■ Exercise instructions ■
The records that follow must be repeated exactly, minus the images.

##### Working data #####

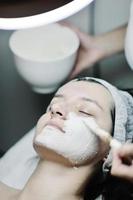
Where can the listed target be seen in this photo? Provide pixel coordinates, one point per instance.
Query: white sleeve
(17, 165)
(129, 39)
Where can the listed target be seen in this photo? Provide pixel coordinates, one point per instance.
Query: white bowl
(44, 56)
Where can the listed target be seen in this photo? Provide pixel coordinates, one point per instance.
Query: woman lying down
(71, 154)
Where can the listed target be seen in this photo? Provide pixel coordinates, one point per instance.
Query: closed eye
(85, 113)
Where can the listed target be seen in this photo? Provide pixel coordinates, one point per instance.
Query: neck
(53, 181)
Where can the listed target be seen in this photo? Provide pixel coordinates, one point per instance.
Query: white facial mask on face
(77, 144)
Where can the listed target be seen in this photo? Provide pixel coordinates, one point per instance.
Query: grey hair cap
(123, 125)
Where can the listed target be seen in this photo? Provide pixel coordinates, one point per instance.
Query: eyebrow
(83, 98)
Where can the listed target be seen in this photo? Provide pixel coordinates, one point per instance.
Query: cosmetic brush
(101, 133)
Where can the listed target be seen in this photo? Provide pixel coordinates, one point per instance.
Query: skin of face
(87, 99)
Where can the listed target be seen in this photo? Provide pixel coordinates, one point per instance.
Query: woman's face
(83, 99)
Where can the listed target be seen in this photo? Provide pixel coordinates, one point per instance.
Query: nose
(58, 111)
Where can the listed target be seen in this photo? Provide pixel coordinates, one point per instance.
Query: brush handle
(106, 136)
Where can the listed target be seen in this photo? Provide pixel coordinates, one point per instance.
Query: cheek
(105, 122)
(42, 122)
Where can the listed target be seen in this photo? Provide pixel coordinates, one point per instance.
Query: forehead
(79, 89)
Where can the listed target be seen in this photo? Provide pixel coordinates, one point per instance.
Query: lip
(55, 125)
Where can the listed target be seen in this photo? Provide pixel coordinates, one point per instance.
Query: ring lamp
(51, 11)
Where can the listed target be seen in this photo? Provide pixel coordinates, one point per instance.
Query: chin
(50, 155)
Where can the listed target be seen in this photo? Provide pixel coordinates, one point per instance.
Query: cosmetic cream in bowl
(44, 56)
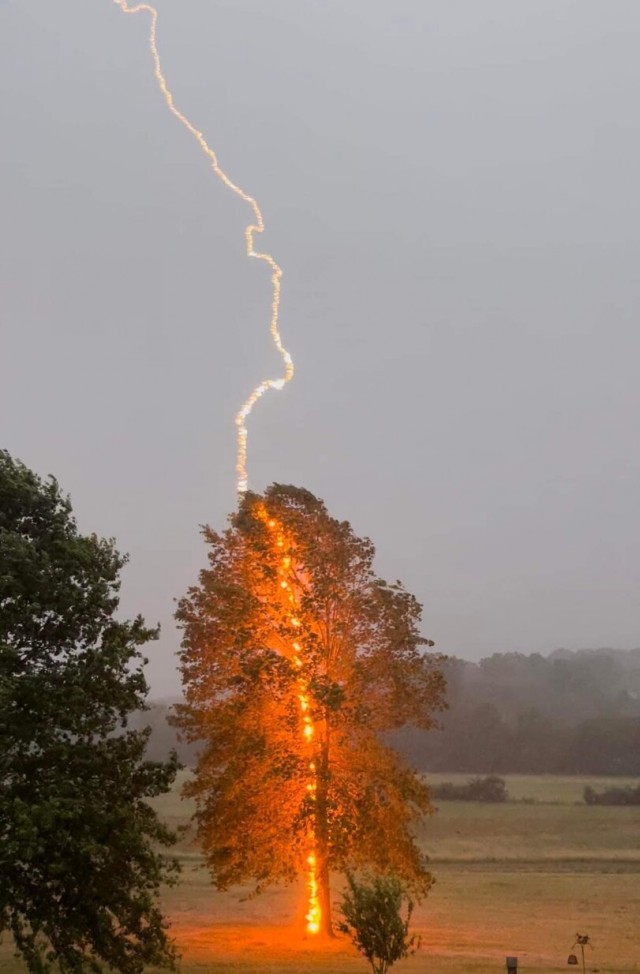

#####

■ Completed task ■
Where can the listed target be seen in this photo? Provide pixel coordinates, one point per instance.
Query: white sleeve
(17, 165)
(129, 39)
Where can the listed target be seen in this photo? Provide pixel coordinates, one point per instance.
Query: white bowl
(44, 56)
Where can the listed target be seen in this photo? Provide pixel coordinates, one point per instance.
Query: woman lying down
(71, 154)
Where can the listed target be seen in this photo? Provide pixel coordinates, one point per instance.
Query: closed eye
(85, 113)
Where can the listed target be seen in this photo? Provide pixel coordinates, one point per instance.
Query: neck
(53, 181)
Where can the listed target be seen in this photo? Provide pixel coordinates, one point per instance.
Query: white facial mask on face
(77, 144)
Where can the listed target be seen in this photo? Provide pixel coordinates, one point per instance.
Query: grey hair cap
(123, 125)
Where can the listed target be seen in this photo? Provide pixel coordinates, one point per instance.
Query: eyebrow
(83, 98)
Where can the listed target be seen in this photo? Provide pixel coordinates, one point per instance.
Query: cosmetic brush
(101, 133)
Where can the listed target be seen in this photo? Provide pixel coordinates, one point per instance.
Query: skin of face
(87, 99)
Where can the listed target be seen in this photo? Provide pixel coordinates, one point per instance.
Query: woman's face
(83, 99)
Where can the listed target be seen in this photo? Provide pixel coordinates, one point per instance.
Query: nose
(58, 111)
Where can the listed target be seen in this photo? Provide pixel coordinates, one point per instance.
Query: brush handle
(106, 136)
Where can the listed target be seen in this photo? Provide pixel coordinates, one point per instance.
Query: cheek
(105, 122)
(42, 122)
Where can the listed target be seen in this photo? Provide pixel coordinates, one point per instance.
Query: forehead
(79, 89)
Where can the listed target be seen in this photo? Provide pixel coordinates, one point per instance.
Query: lip
(55, 125)
Where can the listed target be seen in this photo? Provide pixel coordinates, one point per instance.
Query: ring lamp
(51, 11)
Where can the listed target be seen in this photo? Provide pixel coordinates, one point per instance.
Query: chin
(50, 155)
Where can the listed target be seen in this photo? Provide pixel coordinates, one point per instance.
Query: cosmetic cream in bowl
(44, 56)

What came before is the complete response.